● Given text
----

He was 95 years old and resided at Odikandathil-Vadakkemannil, Kuriannoor.
His funeral will be held on Saturday, 19th April 2014 at 12 noon at Neelethu Mar Thoma Church, Kuriannoor.
“The legacy of heroes is the memory of a great name and the inheritance of a great example.”
We carry below an English translation of an article Published in Malayala Manorama newspaper on
14th August 2013, a day before Independence Day.
Even after Six Decades, The spirit of Independence has not dwindled
Even after half a century of independence, Mr. O.C .Chacko observes, it has not lost its sheen. Before the day when the tricolor of India rose up bringing down the British flag on August 15, 1947, the eyes that dreamt such a morning still sparkle. The ears that heard the trumpet call of freedom fighters and their war cry are still kept open to hear it again. Only that the feet that had walked in steady gait braving the enslaving British yoke have become slightly unsteady. But he still jumps up from his wheel chair with the same enthusiasm on hearing the names of Netaji and INA – that is O.C.Chacko of Odikandathil Vadakkemannil, Kuriannoor.
He is one of the few surviving soldiers of INA. Every Independence Day is the birth of a new era for Mr. O.C.Chacko. Coincidentally, his birthday falls on a day following the Independence Day. He enters his 94th birthday on 1st September, 2013. In the ecstasy of witnessing one more Independence Day for Mr. Chacko, even in this freedom celebrations the young generation is eagerly awaiting to hear and record his memories. Son of Mr. Chacko of Odikandathil Vadakkemannil, born in September 1920, Mr. Chacko boarded a ship to Singapore in 1941 in search of a job. After a few years he became a soldier of the Indian National Army organized by Netaji Subhash Chandra Bose. He continued to serve as a soldier in the INA till 1945.

----

● Exercises
- 1) In the article about O.C. Chacko, copy out the part that opens with the words "Even after Six" and closes with "Odikandathil Vadakkemannil, Kuriannoor.", swapping "sparkle" for "shine".
- 2) Carry on the article about O.C. Chacko from its last sentence.

----

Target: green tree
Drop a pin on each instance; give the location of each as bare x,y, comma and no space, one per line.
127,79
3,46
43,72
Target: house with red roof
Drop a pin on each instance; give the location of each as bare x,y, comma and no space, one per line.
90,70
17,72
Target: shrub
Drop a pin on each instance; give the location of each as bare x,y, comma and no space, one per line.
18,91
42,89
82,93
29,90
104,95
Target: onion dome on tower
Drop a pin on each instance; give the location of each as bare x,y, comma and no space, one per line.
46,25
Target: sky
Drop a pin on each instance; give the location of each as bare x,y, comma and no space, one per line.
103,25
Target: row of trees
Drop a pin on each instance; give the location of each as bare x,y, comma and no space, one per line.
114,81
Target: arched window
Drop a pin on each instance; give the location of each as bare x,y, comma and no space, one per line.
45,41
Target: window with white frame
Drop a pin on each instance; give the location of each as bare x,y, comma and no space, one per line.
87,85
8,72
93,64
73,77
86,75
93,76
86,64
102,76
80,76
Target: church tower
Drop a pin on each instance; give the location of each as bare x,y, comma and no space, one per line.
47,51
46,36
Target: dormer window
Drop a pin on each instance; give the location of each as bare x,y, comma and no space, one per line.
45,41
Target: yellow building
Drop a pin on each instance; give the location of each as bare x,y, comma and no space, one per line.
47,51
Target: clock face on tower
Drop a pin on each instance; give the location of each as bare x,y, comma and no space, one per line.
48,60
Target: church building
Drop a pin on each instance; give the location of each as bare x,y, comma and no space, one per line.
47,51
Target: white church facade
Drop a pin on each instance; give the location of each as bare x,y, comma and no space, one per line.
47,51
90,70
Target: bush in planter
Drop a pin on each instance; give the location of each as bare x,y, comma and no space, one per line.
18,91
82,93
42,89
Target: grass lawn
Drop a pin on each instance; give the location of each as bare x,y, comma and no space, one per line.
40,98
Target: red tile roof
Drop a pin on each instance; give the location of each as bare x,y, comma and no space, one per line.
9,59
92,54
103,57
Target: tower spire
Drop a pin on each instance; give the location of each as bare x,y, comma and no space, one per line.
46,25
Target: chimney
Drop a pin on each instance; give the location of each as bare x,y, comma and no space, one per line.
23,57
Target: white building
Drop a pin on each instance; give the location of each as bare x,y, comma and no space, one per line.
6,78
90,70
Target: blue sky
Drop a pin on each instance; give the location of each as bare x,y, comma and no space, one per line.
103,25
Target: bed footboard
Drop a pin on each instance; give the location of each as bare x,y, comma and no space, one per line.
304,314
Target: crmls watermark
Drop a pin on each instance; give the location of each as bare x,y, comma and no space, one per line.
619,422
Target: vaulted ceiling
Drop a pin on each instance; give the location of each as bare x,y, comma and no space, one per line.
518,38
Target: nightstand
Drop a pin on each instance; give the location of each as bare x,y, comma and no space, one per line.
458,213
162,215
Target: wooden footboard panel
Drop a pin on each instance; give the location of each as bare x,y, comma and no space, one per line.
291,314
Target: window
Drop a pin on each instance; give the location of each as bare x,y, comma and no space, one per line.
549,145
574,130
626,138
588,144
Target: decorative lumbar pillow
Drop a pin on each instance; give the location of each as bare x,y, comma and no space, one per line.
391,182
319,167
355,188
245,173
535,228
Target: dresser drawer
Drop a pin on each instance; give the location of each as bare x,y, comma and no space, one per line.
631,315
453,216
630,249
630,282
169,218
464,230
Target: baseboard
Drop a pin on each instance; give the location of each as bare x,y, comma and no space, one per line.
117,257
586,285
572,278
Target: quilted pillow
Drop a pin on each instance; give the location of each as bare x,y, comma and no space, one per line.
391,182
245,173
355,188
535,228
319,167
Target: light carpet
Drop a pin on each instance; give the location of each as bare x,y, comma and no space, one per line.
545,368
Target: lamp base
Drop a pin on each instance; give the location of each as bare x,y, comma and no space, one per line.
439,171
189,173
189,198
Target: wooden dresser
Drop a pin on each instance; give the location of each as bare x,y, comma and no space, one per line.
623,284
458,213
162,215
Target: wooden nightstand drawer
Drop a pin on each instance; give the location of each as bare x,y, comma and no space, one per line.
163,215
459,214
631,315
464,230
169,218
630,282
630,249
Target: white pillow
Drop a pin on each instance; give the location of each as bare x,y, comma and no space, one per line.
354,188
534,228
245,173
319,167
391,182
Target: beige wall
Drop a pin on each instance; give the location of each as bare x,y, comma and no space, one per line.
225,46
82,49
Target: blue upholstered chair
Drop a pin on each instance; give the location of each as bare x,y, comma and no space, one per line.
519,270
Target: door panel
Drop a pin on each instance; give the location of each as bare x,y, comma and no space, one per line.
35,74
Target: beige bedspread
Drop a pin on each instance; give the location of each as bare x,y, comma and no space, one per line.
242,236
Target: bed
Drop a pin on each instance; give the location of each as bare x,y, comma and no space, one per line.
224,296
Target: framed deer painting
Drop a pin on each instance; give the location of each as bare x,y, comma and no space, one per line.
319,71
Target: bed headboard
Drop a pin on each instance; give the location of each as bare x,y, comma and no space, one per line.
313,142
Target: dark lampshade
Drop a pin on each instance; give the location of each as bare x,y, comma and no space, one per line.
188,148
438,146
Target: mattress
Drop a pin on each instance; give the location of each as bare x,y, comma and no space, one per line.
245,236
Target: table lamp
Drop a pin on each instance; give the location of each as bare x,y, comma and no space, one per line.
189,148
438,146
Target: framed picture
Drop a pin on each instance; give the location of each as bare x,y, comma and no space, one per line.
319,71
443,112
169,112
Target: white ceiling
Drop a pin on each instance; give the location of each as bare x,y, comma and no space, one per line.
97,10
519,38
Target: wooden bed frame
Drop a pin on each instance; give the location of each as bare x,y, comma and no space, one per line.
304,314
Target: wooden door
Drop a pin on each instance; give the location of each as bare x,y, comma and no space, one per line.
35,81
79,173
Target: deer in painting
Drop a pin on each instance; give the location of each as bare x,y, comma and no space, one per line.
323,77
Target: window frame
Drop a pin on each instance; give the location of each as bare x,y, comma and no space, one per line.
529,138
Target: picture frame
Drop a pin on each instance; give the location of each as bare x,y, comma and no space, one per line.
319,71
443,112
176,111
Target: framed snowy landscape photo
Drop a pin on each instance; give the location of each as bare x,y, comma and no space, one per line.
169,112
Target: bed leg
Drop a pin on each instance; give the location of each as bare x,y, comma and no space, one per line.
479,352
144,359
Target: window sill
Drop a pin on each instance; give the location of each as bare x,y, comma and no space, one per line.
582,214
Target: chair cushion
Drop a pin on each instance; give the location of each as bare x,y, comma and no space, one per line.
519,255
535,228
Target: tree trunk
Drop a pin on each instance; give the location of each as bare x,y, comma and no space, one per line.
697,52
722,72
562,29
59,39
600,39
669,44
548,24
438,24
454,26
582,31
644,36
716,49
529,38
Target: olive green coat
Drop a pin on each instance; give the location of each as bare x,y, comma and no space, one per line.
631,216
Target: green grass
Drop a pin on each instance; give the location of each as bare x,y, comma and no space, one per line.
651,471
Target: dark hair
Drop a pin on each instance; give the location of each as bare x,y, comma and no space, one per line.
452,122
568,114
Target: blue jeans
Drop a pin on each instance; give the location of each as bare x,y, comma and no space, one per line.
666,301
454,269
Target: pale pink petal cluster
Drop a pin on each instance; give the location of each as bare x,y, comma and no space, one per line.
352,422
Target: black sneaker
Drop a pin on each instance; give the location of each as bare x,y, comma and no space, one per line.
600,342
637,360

----

● Results in order
- 1)
Even after Six Decades, The spirit of Independence has not dwindled
Even after half a century of independence, Mr. O.C .Chacko observes, it has not lost its sheen. Before the day when the tricolor of India rose up bringing down the British flag on August 15, 1947, the eyes that dreamt such a morning still shine. The ears that heard the trumpet call of freedom fighters and their war cry are still kept open to hear it again. Only that the feet that had walked in steady gait braving the enslaving British yoke have become slightly unsteady. But he still jumps up from his wheel chair with the same enthusiasm on hearing the names of Netaji and INA – that is O.C.Chacko of Odikandathil Vadakkemannil, Kuriannoor.

- 2)
He had his first job in Singapore in the war department of the British Govt. Thereafter he worked in several organizations in various capacities. Even then, an independent India was his dream. Later he has recorded all the important events in his life. There is in his records the history of organizing the Indian Independence League under the auspices of civilian leaders and Military captain Mohan Singh soon after the surrender of the British Army.
Coming from Germany in 1943 in a submarine, Netaji took charge of the independence struggle in Singapore. Soon after, he constituted Azad Hind Govt there. He opened camps for training people to be sent to the Burmese war front. He sent a few volunteers including the local people to the Burma border. It was at this time Mr. O.C.Chacko was recruited to the INA. He cherishes the memory of the occasion when he met Netaji and spoke to him. Out of the 60000 Indians there, majority had joined the INA. Mr. Chacko remembers about Netaji’s presence in Singapore when Britain surrendered to Japan on August 15, 1945. Chacko believes that he (Netaji) was killed in a plane crash on his way to Japan via Taiwan.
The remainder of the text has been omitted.